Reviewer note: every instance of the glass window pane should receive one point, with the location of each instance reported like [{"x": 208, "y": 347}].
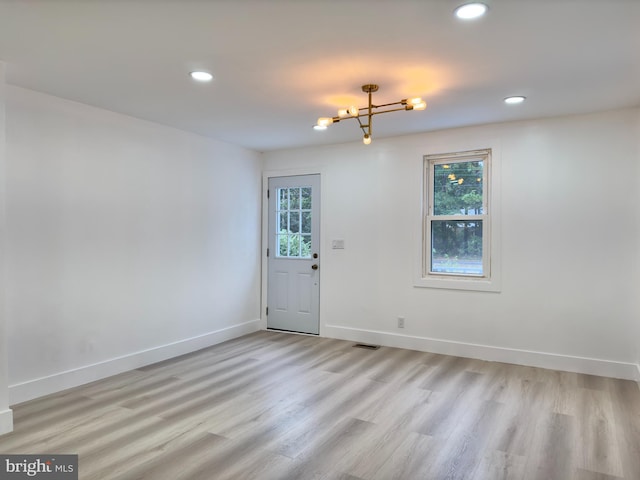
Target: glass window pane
[
  {"x": 294, "y": 222},
  {"x": 294, "y": 198},
  {"x": 283, "y": 246},
  {"x": 456, "y": 247},
  {"x": 305, "y": 246},
  {"x": 294, "y": 245},
  {"x": 458, "y": 188},
  {"x": 283, "y": 199},
  {"x": 283, "y": 222},
  {"x": 306, "y": 222},
  {"x": 306, "y": 198}
]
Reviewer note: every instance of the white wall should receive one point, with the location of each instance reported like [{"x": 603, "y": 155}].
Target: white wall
[
  {"x": 128, "y": 242},
  {"x": 6, "y": 418},
  {"x": 569, "y": 244}
]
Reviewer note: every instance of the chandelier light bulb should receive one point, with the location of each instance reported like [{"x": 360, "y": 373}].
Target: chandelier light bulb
[
  {"x": 201, "y": 76},
  {"x": 514, "y": 100},
  {"x": 470, "y": 11},
  {"x": 324, "y": 122}
]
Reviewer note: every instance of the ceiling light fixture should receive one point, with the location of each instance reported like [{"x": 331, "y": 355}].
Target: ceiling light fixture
[
  {"x": 369, "y": 111},
  {"x": 201, "y": 76},
  {"x": 514, "y": 100},
  {"x": 470, "y": 11}
]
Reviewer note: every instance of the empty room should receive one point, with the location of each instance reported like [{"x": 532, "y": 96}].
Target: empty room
[{"x": 339, "y": 240}]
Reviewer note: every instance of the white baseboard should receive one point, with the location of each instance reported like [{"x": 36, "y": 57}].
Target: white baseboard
[
  {"x": 72, "y": 378},
  {"x": 6, "y": 421},
  {"x": 567, "y": 363}
]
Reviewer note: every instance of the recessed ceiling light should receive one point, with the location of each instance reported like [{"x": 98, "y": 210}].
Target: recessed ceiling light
[
  {"x": 470, "y": 11},
  {"x": 201, "y": 76},
  {"x": 515, "y": 99}
]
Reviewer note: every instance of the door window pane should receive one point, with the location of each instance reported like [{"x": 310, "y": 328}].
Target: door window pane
[{"x": 294, "y": 220}]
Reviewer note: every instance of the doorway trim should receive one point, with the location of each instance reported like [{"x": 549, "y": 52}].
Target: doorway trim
[{"x": 266, "y": 174}]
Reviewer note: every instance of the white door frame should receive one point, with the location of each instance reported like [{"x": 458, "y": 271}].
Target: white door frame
[{"x": 266, "y": 174}]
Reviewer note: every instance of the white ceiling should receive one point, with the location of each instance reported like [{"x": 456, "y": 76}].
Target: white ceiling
[{"x": 281, "y": 64}]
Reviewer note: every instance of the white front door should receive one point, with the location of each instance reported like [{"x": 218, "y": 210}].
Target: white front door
[{"x": 293, "y": 298}]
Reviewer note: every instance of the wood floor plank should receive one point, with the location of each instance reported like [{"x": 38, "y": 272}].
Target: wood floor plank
[{"x": 277, "y": 406}]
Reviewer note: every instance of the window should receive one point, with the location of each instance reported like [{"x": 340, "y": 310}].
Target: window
[
  {"x": 294, "y": 222},
  {"x": 457, "y": 217}
]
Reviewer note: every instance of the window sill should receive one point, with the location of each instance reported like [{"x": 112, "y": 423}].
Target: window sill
[{"x": 458, "y": 283}]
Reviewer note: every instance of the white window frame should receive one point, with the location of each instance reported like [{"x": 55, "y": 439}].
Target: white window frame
[{"x": 490, "y": 278}]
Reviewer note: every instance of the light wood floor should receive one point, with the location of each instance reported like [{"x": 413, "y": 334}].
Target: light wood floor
[{"x": 274, "y": 406}]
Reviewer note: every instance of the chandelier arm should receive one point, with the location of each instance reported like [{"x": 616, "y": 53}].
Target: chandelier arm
[{"x": 400, "y": 102}]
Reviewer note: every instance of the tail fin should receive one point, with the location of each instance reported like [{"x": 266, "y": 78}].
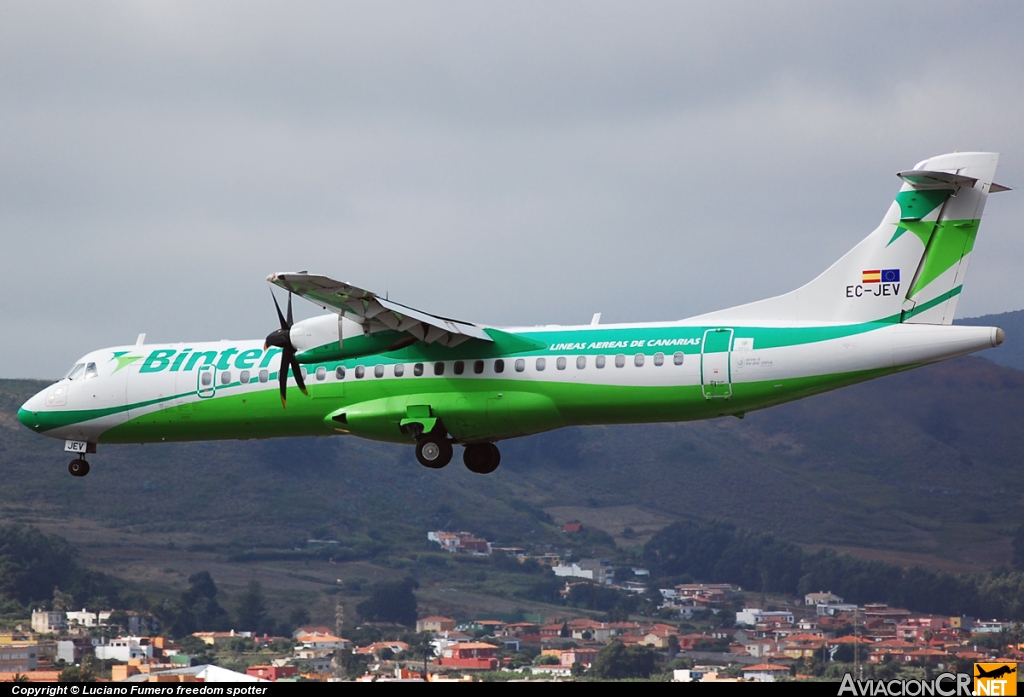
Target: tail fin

▬▬▬

● Brief
Could every entry be restated word for word, pictures excluded?

● Exercise output
Reviewer note: every instance of the glass window pane should receive one point, with the location of each instance reported like [{"x": 208, "y": 347}].
Target: glass window pane
[
  {"x": 294, "y": 222},
  {"x": 294, "y": 198},
  {"x": 283, "y": 246},
  {"x": 456, "y": 247},
  {"x": 305, "y": 246},
  {"x": 294, "y": 245},
  {"x": 458, "y": 188},
  {"x": 283, "y": 199},
  {"x": 283, "y": 222},
  {"x": 306, "y": 222},
  {"x": 306, "y": 198}
]
Reviewer note: every instance of the white wall should receive one point, with the location of each instance reported like [{"x": 603, "y": 155}].
Target: white wall
[
  {"x": 128, "y": 242},
  {"x": 6, "y": 418},
  {"x": 569, "y": 244}
]
Reviewer note: every instance of the chandelier light bulb should receive one point, with the location of each instance reported like [{"x": 360, "y": 373}].
Target: chandelier light bulb
[
  {"x": 201, "y": 76},
  {"x": 514, "y": 100},
  {"x": 470, "y": 11},
  {"x": 324, "y": 122}
]
Reviewer note: every instance of the ceiling light fixture should receive one point, with the location of each instance reported like [{"x": 331, "y": 355}].
Target: ceiling light fixture
[
  {"x": 369, "y": 111},
  {"x": 201, "y": 76},
  {"x": 514, "y": 100},
  {"x": 470, "y": 11}
]
Reviewer note: every instance of the empty room should receive one point, with the location of each instance reported like [{"x": 532, "y": 96}].
Target: empty room
[{"x": 339, "y": 240}]
Reviewer note: every instance of the white baseboard should receive one point, with the location of each instance reported like [{"x": 36, "y": 57}].
Target: white baseboard
[
  {"x": 72, "y": 378},
  {"x": 6, "y": 421},
  {"x": 567, "y": 363}
]
Reviewer note: every instance of the recessed ceiling light should receive one point, with the location of each instance reported like [{"x": 98, "y": 210}].
Target: recessed ceiling light
[
  {"x": 470, "y": 11},
  {"x": 201, "y": 76},
  {"x": 515, "y": 99}
]
Reviewer note: every instance of the door window pane should receive one point, with the location of each instance reported like [{"x": 310, "y": 328}].
Target: door window pane
[{"x": 294, "y": 220}]
Reviewer note: every instance of the doorway trim should receive one point, with the location of each instance reported like [{"x": 549, "y": 52}].
Target: doorway trim
[{"x": 266, "y": 174}]
Reviewer note: every instance of the white door frame should receive one point, with the location of each instance reported like [{"x": 458, "y": 271}].
Target: white door frame
[{"x": 266, "y": 174}]
Reviewer note: every instance of the white ceiling should receive one point, with the location of each instance reported like [{"x": 456, "y": 76}].
Target: white ceiling
[{"x": 281, "y": 64}]
Reviewer note: every instance of the white front door should receive one point, with the location of each instance reported like [{"x": 218, "y": 210}].
Target: white front door
[{"x": 293, "y": 298}]
Reviewer note: every instance of the wood floor plank should receive one point, with the location of each instance reported like [{"x": 38, "y": 272}].
Target: wood floor plank
[{"x": 277, "y": 406}]
Reviewer note: every instance of the window should receive one point, with the location of each instance reported like [{"x": 340, "y": 310}].
Target: window
[
  {"x": 294, "y": 222},
  {"x": 457, "y": 217}
]
Reviewer note: every instance of the window sill should receive one point, with the location of each instance reported like [{"x": 112, "y": 423}].
Target: window sill
[{"x": 458, "y": 283}]
Reviewer note: every instance of the white window frame should receive one point, with the location of each instance reported like [{"x": 55, "y": 439}].
Target: white window frame
[{"x": 490, "y": 278}]
Reviewer note: every instance of the light wood floor should receive one point, with the location of each instance reported like [{"x": 413, "y": 334}].
Target: light wood floor
[{"x": 274, "y": 406}]
Reviewer note: every instance of the chandelier arm should receive one point, with the location of each instance reported like [{"x": 616, "y": 53}].
Target: chandelier arm
[{"x": 400, "y": 102}]
Reviewer note: every instance of the tail fin should receive one point, with the location of each instance reported like [{"x": 266, "y": 78}].
Target: tail fin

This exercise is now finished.